EXERCISE INSTRUCTIONS -> Report every line of the entries that contains the word "basket".
--- GIVEN DATA Enclosed Below ---
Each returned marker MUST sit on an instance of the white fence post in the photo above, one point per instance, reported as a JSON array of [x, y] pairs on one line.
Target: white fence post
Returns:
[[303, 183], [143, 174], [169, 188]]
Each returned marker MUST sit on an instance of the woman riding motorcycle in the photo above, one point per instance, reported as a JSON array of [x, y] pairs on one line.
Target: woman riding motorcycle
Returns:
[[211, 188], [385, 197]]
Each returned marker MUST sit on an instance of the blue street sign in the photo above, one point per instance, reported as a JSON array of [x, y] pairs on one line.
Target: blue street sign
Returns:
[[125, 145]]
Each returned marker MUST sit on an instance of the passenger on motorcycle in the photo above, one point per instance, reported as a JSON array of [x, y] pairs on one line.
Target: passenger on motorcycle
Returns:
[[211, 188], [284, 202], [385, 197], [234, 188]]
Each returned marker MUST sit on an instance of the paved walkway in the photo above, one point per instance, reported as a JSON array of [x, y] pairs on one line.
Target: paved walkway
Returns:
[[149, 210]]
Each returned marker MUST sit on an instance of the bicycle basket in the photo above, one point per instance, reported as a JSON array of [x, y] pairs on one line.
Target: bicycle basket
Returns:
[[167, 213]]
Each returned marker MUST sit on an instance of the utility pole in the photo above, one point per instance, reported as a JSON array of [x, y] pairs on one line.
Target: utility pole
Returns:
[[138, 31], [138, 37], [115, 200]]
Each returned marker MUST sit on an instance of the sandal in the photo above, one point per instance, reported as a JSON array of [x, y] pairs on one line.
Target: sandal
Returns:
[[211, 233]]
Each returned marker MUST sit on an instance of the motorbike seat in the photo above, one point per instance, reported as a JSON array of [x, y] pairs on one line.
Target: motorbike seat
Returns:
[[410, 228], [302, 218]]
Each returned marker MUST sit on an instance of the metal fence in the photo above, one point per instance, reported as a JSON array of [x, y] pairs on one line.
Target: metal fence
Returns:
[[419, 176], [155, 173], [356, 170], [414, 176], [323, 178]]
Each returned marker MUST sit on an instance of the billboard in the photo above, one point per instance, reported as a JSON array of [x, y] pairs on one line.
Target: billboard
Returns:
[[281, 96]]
--- End of Enclosed GIVEN DATA ---
EXERCISE RESULT ->
Each returned marker MUST sit on an instance of the bicycle basket in the photo above, one point per instance, reported as a JSON array of [x, y] pairs on one line.
Target: bicycle basket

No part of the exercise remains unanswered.